→ What you will do
Pictures aside, repeat the listing below exactly.

→ Task inputs
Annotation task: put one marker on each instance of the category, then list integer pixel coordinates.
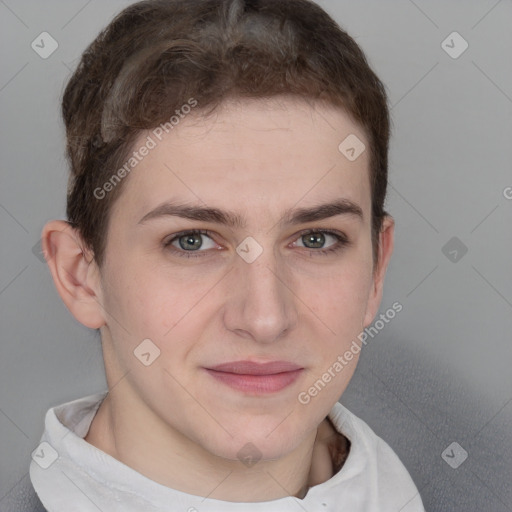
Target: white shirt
(82, 478)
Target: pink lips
(257, 378)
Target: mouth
(256, 378)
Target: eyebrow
(233, 220)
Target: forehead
(266, 154)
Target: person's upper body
(69, 474)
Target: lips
(253, 378)
(252, 368)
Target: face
(258, 283)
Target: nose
(261, 304)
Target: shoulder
(379, 468)
(22, 498)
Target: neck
(171, 459)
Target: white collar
(89, 479)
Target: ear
(74, 271)
(386, 242)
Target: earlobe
(74, 272)
(386, 243)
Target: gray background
(436, 374)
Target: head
(232, 112)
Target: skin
(171, 421)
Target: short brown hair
(156, 54)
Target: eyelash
(341, 243)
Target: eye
(189, 242)
(316, 239)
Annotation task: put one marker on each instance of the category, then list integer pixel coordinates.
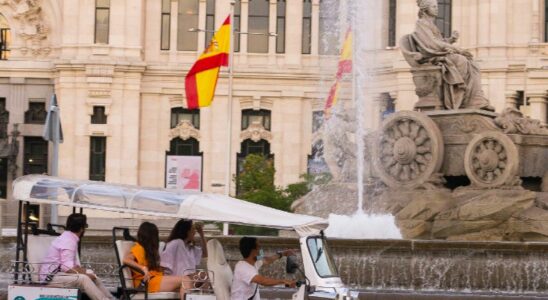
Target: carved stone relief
(512, 121)
(32, 27)
(184, 130)
(256, 132)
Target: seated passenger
(144, 255)
(245, 284)
(61, 266)
(181, 256)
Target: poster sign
(22, 292)
(184, 172)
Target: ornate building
(118, 70)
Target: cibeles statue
(445, 75)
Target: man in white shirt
(245, 285)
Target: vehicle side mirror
(291, 264)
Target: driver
(245, 285)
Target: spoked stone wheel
(491, 159)
(408, 151)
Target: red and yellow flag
(344, 67)
(201, 80)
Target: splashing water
(363, 226)
(359, 15)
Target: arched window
(257, 40)
(5, 38)
(250, 116)
(316, 162)
(443, 21)
(329, 27)
(179, 114)
(189, 147)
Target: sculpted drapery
(461, 76)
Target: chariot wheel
(408, 150)
(491, 160)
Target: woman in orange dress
(144, 255)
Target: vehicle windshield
(321, 257)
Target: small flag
(344, 67)
(52, 118)
(201, 80)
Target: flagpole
(55, 155)
(229, 125)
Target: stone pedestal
(428, 87)
(538, 106)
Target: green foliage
(256, 184)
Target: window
(257, 39)
(190, 146)
(329, 27)
(187, 18)
(4, 119)
(317, 120)
(316, 162)
(3, 177)
(389, 105)
(5, 38)
(307, 27)
(166, 25)
(36, 114)
(546, 21)
(35, 160)
(251, 147)
(102, 20)
(98, 116)
(392, 23)
(280, 27)
(250, 116)
(443, 20)
(179, 114)
(97, 157)
(210, 21)
(237, 21)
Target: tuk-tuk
(322, 279)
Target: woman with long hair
(181, 255)
(144, 255)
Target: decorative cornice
(33, 30)
(184, 130)
(256, 132)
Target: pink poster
(184, 172)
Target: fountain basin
(393, 266)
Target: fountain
(452, 175)
(415, 164)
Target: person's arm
(266, 281)
(200, 230)
(270, 259)
(68, 265)
(130, 260)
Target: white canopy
(159, 202)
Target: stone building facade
(118, 67)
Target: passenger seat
(222, 273)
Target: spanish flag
(344, 67)
(201, 80)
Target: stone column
(315, 27)
(294, 19)
(511, 99)
(173, 31)
(538, 105)
(201, 25)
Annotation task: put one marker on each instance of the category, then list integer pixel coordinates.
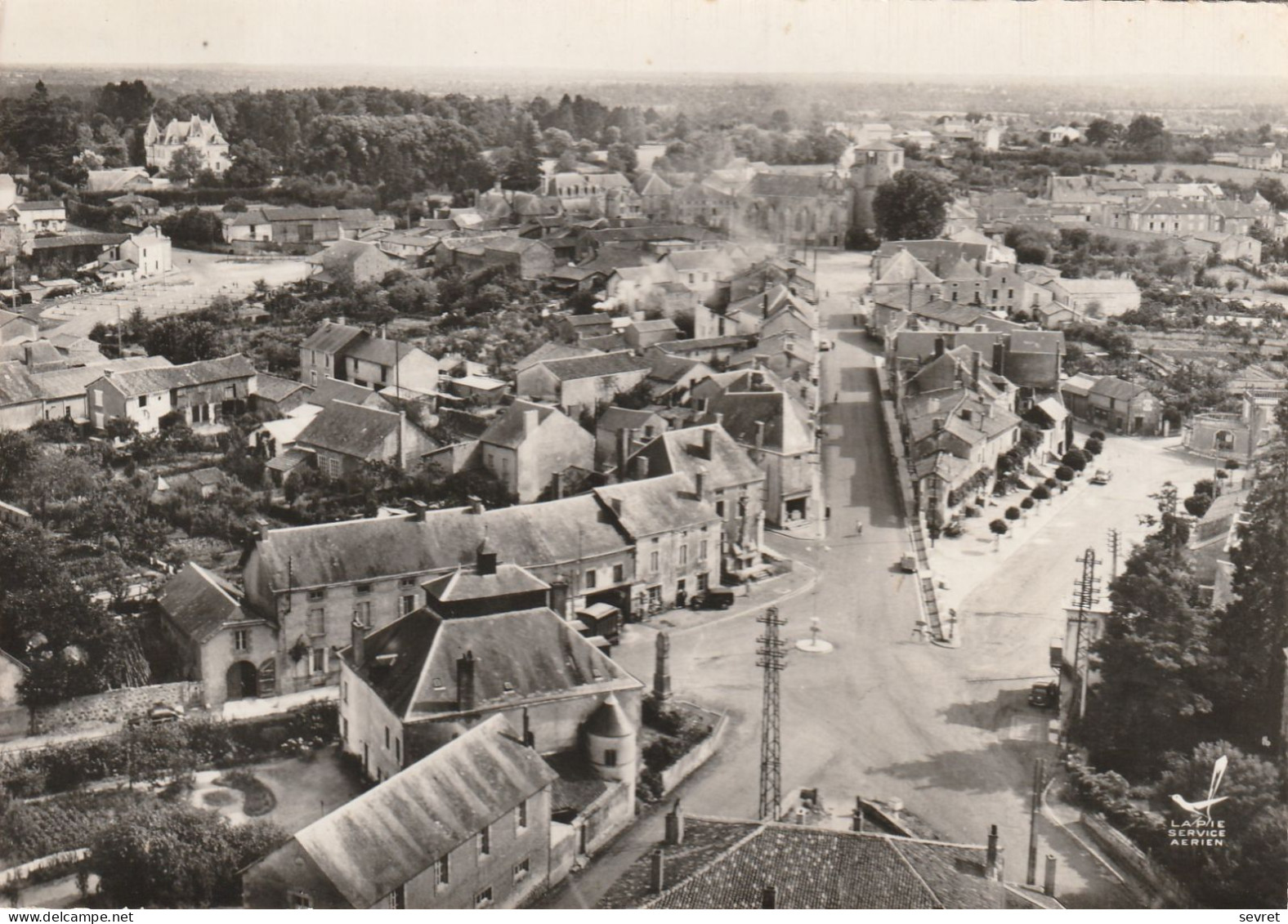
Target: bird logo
(1203, 807)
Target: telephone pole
(771, 655)
(1086, 595)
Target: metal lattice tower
(771, 655)
(1086, 595)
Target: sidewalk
(977, 555)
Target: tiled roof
(200, 602)
(509, 427)
(393, 832)
(523, 655)
(331, 337)
(349, 430)
(593, 367)
(728, 864)
(534, 536)
(657, 505)
(163, 378)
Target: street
(946, 731)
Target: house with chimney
(201, 393)
(733, 481)
(581, 384)
(530, 445)
(467, 827)
(704, 863)
(411, 687)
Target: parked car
(713, 599)
(160, 713)
(1044, 695)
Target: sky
(914, 38)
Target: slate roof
(163, 378)
(331, 337)
(200, 604)
(349, 429)
(275, 387)
(657, 505)
(302, 214)
(594, 367)
(391, 834)
(552, 350)
(523, 655)
(509, 426)
(727, 864)
(534, 536)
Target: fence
(114, 706)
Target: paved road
(883, 716)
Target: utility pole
(771, 655)
(1086, 595)
(1035, 810)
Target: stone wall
(114, 706)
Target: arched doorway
(241, 680)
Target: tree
(911, 208)
(1102, 132)
(185, 163)
(177, 856)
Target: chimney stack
(465, 691)
(530, 740)
(993, 869)
(769, 899)
(657, 872)
(675, 825)
(358, 641)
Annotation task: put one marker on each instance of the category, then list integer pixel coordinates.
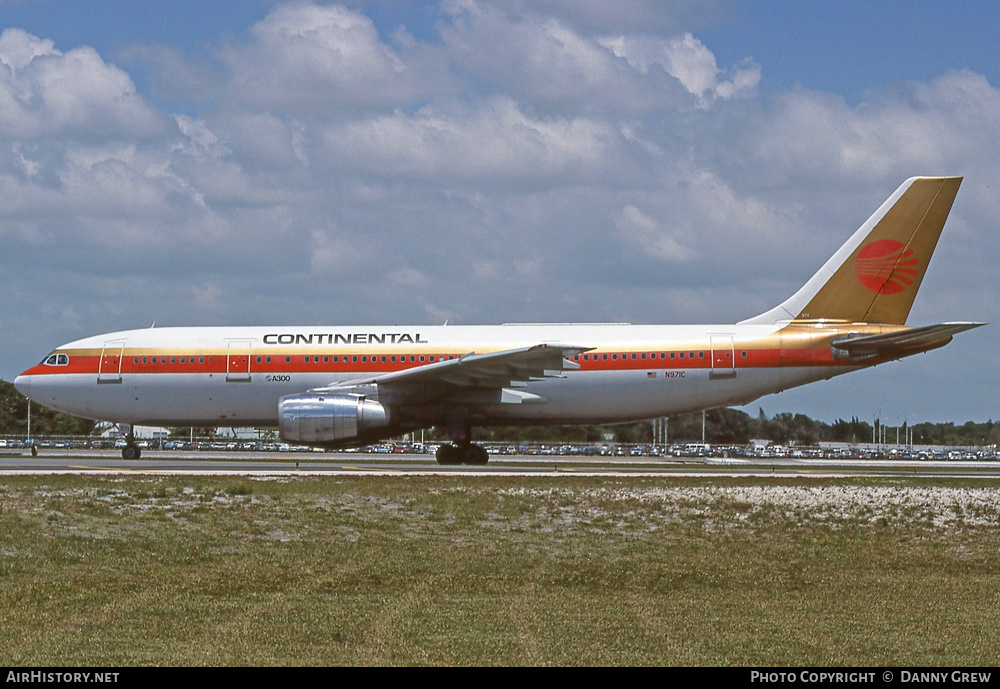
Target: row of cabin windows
(364, 358)
(645, 355)
(423, 358)
(172, 360)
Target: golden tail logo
(875, 275)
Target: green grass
(111, 571)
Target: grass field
(173, 570)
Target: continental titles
(341, 338)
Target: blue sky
(554, 160)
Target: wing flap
(494, 371)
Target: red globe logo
(886, 266)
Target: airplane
(341, 386)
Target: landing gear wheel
(474, 454)
(462, 454)
(448, 454)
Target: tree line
(722, 427)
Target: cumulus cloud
(493, 142)
(307, 56)
(44, 92)
(689, 61)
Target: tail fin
(874, 277)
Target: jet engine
(319, 419)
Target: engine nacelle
(318, 419)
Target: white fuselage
(236, 375)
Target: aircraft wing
(497, 374)
(900, 343)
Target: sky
(253, 163)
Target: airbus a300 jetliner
(349, 386)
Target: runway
(338, 464)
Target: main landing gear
(462, 453)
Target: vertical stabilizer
(875, 275)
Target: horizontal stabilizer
(900, 343)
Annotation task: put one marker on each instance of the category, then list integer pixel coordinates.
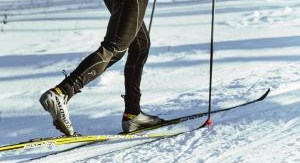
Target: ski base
(90, 139)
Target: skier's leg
(133, 117)
(137, 56)
(123, 26)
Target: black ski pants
(125, 30)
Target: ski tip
(264, 95)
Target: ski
(91, 139)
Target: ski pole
(152, 13)
(209, 121)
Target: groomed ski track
(257, 47)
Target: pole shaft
(152, 13)
(211, 55)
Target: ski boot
(132, 122)
(55, 102)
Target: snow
(257, 46)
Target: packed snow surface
(257, 46)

→ Answer area
Annotation task: put one marker on each instance of the category, then list integer pixel coordinates.
Target: white shirt
(82, 478)
Target: pink lips
(257, 378)
Target: mouth
(256, 378)
Target: eyebrow
(233, 220)
Target: forehead
(266, 154)
Target: person's upper body
(69, 474)
Target: lips
(253, 378)
(252, 368)
Target: face
(258, 283)
Target: nose
(261, 304)
Target: shoulder
(379, 468)
(22, 498)
Target: neck
(171, 459)
Target: white collar
(89, 479)
Target: ear
(74, 271)
(386, 242)
Target: earlobe
(74, 272)
(386, 243)
Target: gray background
(436, 374)
Target: head
(232, 112)
Target: skin
(171, 421)
Target: short brown hair
(156, 54)
Target: eyelash
(341, 243)
Target: eye
(189, 242)
(316, 239)
Annotation task: put one marker on each instance of the category, then list integer pixel coordinates.
Target: carved stone relief
(512, 121)
(32, 27)
(184, 130)
(256, 132)
Target: seated passenger
(144, 255)
(245, 284)
(61, 266)
(181, 256)
Target: poster sign
(22, 292)
(184, 172)
Target: ornate building
(118, 70)
Target: cibeles statue
(445, 75)
Target: man in white shirt
(245, 285)
Target: vehicle side mirror
(291, 264)
Target: driver
(245, 285)
Target: spoked stone wheel
(491, 159)
(408, 151)
Target: red and yellow flag
(344, 67)
(201, 80)
Target: splashing water
(363, 226)
(359, 15)
Target: arched window
(257, 40)
(5, 38)
(250, 116)
(316, 162)
(443, 21)
(329, 27)
(179, 114)
(189, 147)
Target: sculpted drapery
(461, 76)
Target: chariot wheel
(408, 150)
(491, 160)
Target: woman in orange dress
(144, 255)
Target: vehicle windshield
(321, 257)
Target: small flag
(344, 67)
(52, 118)
(201, 80)
Target: flagpole
(55, 155)
(229, 125)
Target: stone pedestal
(428, 87)
(538, 106)
Target: green foliage
(256, 184)
Target: window
(257, 39)
(190, 146)
(329, 27)
(187, 18)
(4, 119)
(317, 120)
(316, 162)
(3, 177)
(389, 105)
(5, 38)
(307, 27)
(166, 25)
(36, 114)
(546, 21)
(35, 160)
(251, 147)
(102, 20)
(98, 116)
(392, 23)
(280, 27)
(250, 116)
(443, 20)
(179, 114)
(97, 157)
(210, 21)
(237, 21)
Target: tuk-tuk
(322, 279)
Target: woman with long hair
(181, 255)
(144, 255)
Target: decorative cornice
(33, 30)
(184, 130)
(256, 132)
Target: pink poster
(184, 172)
Target: fountain basin
(393, 266)
Target: fountain
(452, 175)
(415, 164)
Target: person's arm
(266, 281)
(200, 230)
(270, 259)
(68, 265)
(130, 260)
Target: white canopy
(159, 202)
Target: stone building facade
(118, 67)
Target: passenger seat
(222, 273)
Target: spanish flag
(344, 67)
(201, 80)
Target: stone column
(315, 27)
(294, 19)
(511, 99)
(173, 31)
(538, 105)
(201, 25)
Annotation task: put one marker on each instance of the category, then list integer pixel coordinates.
Target: bird logo
(1203, 807)
Target: telephone pole
(771, 655)
(1086, 595)
Target: metal lattice tower
(771, 655)
(1086, 595)
Target: sidewalk
(977, 555)
Target: tiled roof
(200, 602)
(509, 427)
(393, 832)
(523, 655)
(331, 337)
(349, 430)
(593, 367)
(728, 864)
(534, 536)
(657, 505)
(163, 378)
Target: street
(946, 731)
Target: house with chimney
(201, 393)
(733, 481)
(581, 384)
(530, 445)
(467, 827)
(704, 863)
(411, 687)
Target: parked car
(713, 599)
(160, 713)
(1044, 695)
Target: sky
(914, 38)
Target: slate roof
(163, 378)
(331, 337)
(200, 604)
(349, 429)
(275, 387)
(657, 505)
(302, 214)
(594, 367)
(391, 834)
(552, 350)
(523, 655)
(509, 426)
(727, 864)
(534, 536)
Target: fence
(114, 706)
Target: paved road
(883, 716)
Target: utility pole
(771, 655)
(1086, 595)
(1035, 810)
Target: stone wall
(114, 706)
Target: arched doorway
(241, 680)
Target: tree
(911, 208)
(1102, 132)
(185, 163)
(177, 856)
Target: chimney stack
(465, 691)
(530, 740)
(993, 869)
(769, 899)
(657, 872)
(675, 825)
(358, 641)
Annotation task: put one marker on each instance of the category, then list integer pixel coordinates.
Target: row of cabin windows
(364, 358)
(645, 355)
(423, 358)
(172, 360)
Target: golden tail logo
(875, 275)
Target: green grass
(111, 571)
Target: grass field
(173, 570)
Target: continental titles
(341, 338)
Target: blue sky
(554, 160)
Target: wing flap
(494, 371)
Target: red globe logo
(886, 266)
Target: airplane
(341, 386)
Target: landing gear wheel
(474, 454)
(462, 454)
(448, 454)
Target: tree line
(722, 427)
Target: cumulus cloud
(493, 142)
(307, 56)
(44, 92)
(689, 61)
Target: tail fin
(874, 277)
Target: jet engine
(319, 419)
Target: engine nacelle
(318, 419)
Target: white fuselage
(236, 375)
Target: aircraft wing
(497, 374)
(900, 343)
Target: sky
(253, 163)
Target: airbus a300 jetliner
(349, 386)
Target: runway
(338, 464)
Target: main landing gear
(462, 453)
Target: vertical stabilizer
(875, 275)
Target: horizontal stabilizer
(900, 343)
Annotation task: put one marker on each instance of the category, then list integer pixel coordinates.
Target: ski base
(90, 139)
Target: skier's leg
(133, 117)
(137, 56)
(123, 26)
Target: black ski pants
(125, 30)
Target: ski tip
(264, 95)
Target: ski
(91, 139)
Target: ski pole
(152, 13)
(209, 121)
Target: groomed ski track
(257, 47)
Target: pole shaft
(152, 13)
(211, 55)
Target: ski boot
(132, 122)
(55, 102)
Target: snow
(257, 46)
Target: packed snow surface
(257, 46)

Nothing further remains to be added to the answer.